WHAT NEEDS TO BE DONE:
In the Lioness research text, list every research discipline that researchers are encouraged to use the technology in.

As such, we want to make these tools available for medical and academic researchers to connect with users who want to contribute to research and opt in. 43% of Lioness users across age, gender, and location have expressed interest in participating in research to learn more about themselves and to help our society better understand sexual health and pleasure.
3. One of the first users of the platform will be the Center for Genital Health and Education (CFGHE), a non-profit research center focused on evidence-based research for people with vulvas.
“Our first goal is to validate the Lioness as a viable research tool. From there, we’re excited to use the technology for studies related to arousal and orgasm behaviors across a broad demographic,” says Dee Hartmann, co-founder of CFGHE.
On an ongoing basis, Lioness is also notifying researchers from international medical and academic communities about this technology and platform to encourage them to incorporate it into research across multiple disciplines related to sex, health, medicine, psychology, sociology, and more.

DATA SHOWN:
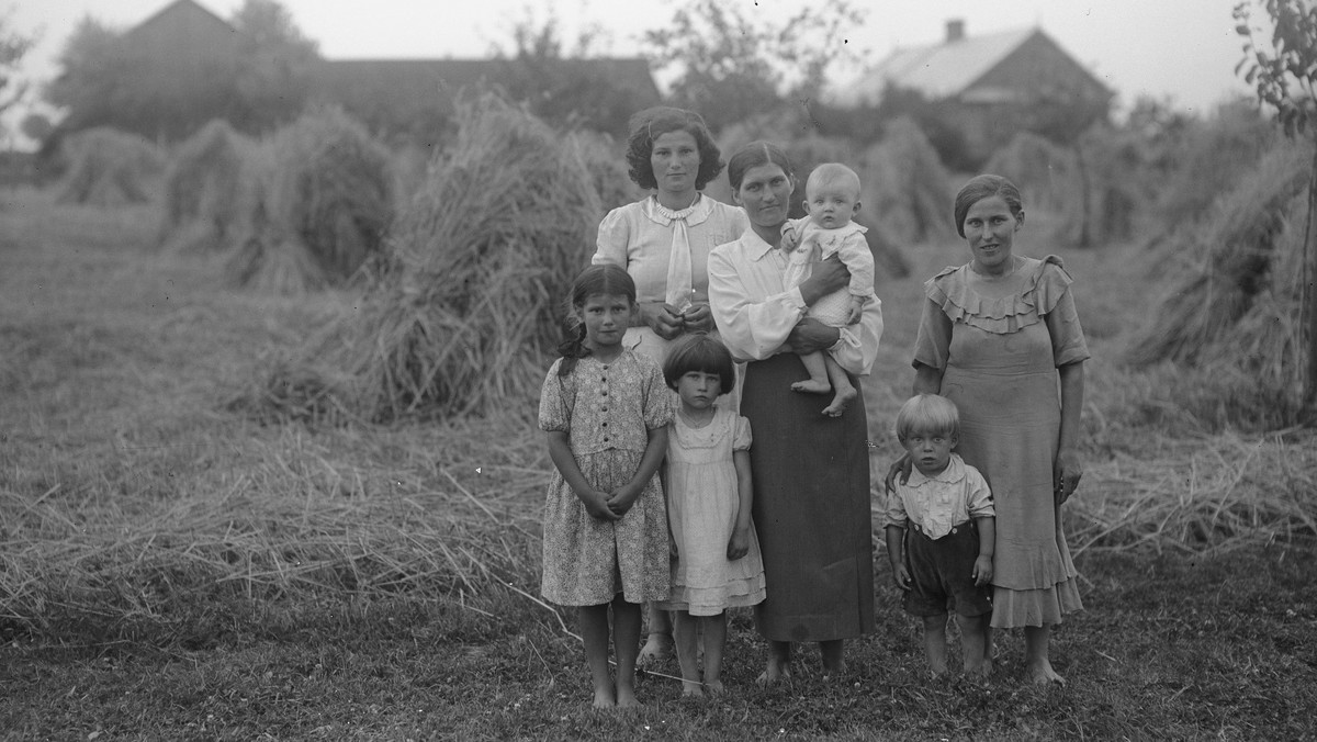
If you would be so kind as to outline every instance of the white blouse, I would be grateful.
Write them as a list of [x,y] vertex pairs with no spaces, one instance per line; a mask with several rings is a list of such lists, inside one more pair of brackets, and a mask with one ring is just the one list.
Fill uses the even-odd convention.
[[[709,253],[709,303],[723,344],[738,361],[761,361],[778,352],[809,307],[799,289],[786,289],[786,256],[747,229],[735,243]],[[828,353],[838,365],[867,376],[882,337],[882,302],[864,304],[860,322],[838,328]]]

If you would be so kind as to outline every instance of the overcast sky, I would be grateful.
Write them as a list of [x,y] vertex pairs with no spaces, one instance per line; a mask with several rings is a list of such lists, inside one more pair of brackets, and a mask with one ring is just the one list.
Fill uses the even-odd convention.
[[[76,24],[91,16],[119,29],[148,18],[170,0],[17,0],[8,26],[37,32],[24,75],[57,74],[55,57]],[[199,0],[229,18],[242,0]],[[485,57],[511,47],[518,21],[552,16],[561,37],[601,32],[597,54],[637,55],[640,34],[672,20],[681,0],[282,0],[294,22],[328,58]],[[801,0],[745,3],[785,20]],[[1117,91],[1118,104],[1139,95],[1168,99],[1180,109],[1208,113],[1222,100],[1249,94],[1234,74],[1241,41],[1231,8],[1238,0],[852,0],[869,8],[849,43],[877,62],[897,46],[932,43],[948,18],[963,18],[968,36],[1040,26]],[[1258,0],[1254,0],[1256,3]],[[0,8],[4,1],[0,0]],[[1259,9],[1256,16],[1264,17]]]

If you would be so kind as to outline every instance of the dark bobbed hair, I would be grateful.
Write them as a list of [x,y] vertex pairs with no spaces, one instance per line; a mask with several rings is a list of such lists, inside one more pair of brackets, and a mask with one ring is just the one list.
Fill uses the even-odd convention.
[[956,194],[957,235],[965,236],[965,214],[969,212],[969,207],[992,196],[1001,196],[1015,219],[1019,219],[1019,215],[1025,212],[1025,202],[1019,198],[1019,188],[1015,187],[1015,183],[1001,175],[975,175],[964,186],[960,186],[960,192]]
[[913,432],[943,434],[960,438],[960,411],[956,403],[940,394],[915,394],[897,413],[896,434],[902,444]]
[[792,185],[795,185],[795,170],[792,169],[792,158],[786,157],[786,152],[773,142],[756,140],[738,149],[727,161],[727,182],[732,190],[739,191],[745,173],[760,165],[777,165],[792,179]]
[[705,125],[705,119],[694,111],[656,105],[631,116],[631,134],[627,137],[627,175],[645,190],[657,188],[653,163],[655,140],[670,132],[686,132],[695,137],[699,148],[699,171],[695,173],[695,190],[703,190],[723,171],[723,153],[714,142],[714,134]]
[[576,362],[590,355],[590,348],[585,345],[585,322],[581,320],[581,307],[590,297],[626,297],[635,306],[636,282],[631,274],[620,266],[612,264],[591,265],[582,270],[572,282],[572,291],[568,294],[566,307],[566,337],[558,343],[558,353],[562,364],[558,365],[558,376],[568,376],[576,368]]
[[731,352],[707,332],[682,336],[662,360],[662,378],[672,389],[677,389],[677,381],[693,370],[716,373],[722,384],[719,394],[736,387],[736,365]]

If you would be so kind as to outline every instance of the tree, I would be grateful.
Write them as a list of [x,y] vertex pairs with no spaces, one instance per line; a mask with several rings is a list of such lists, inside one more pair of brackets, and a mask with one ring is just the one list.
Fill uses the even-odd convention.
[[[1256,87],[1258,101],[1276,112],[1288,137],[1308,137],[1317,145],[1317,5],[1312,0],[1258,0],[1271,21],[1271,37],[1250,25],[1252,3],[1234,8],[1235,32],[1243,37],[1243,59],[1235,74]],[[1260,38],[1259,38],[1260,37]],[[1308,178],[1308,217],[1304,225],[1304,275],[1300,302],[1306,327],[1308,364],[1303,391],[1304,416],[1317,420],[1317,250],[1313,211],[1317,208],[1317,149]]]
[[649,30],[644,43],[660,67],[676,67],[676,105],[699,111],[719,129],[785,101],[809,105],[832,63],[859,54],[847,29],[863,25],[851,0],[806,5],[773,28],[745,5],[687,0],[666,28]]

WRITTEN REPLY:
Sex, health, medicine, psychology, sociology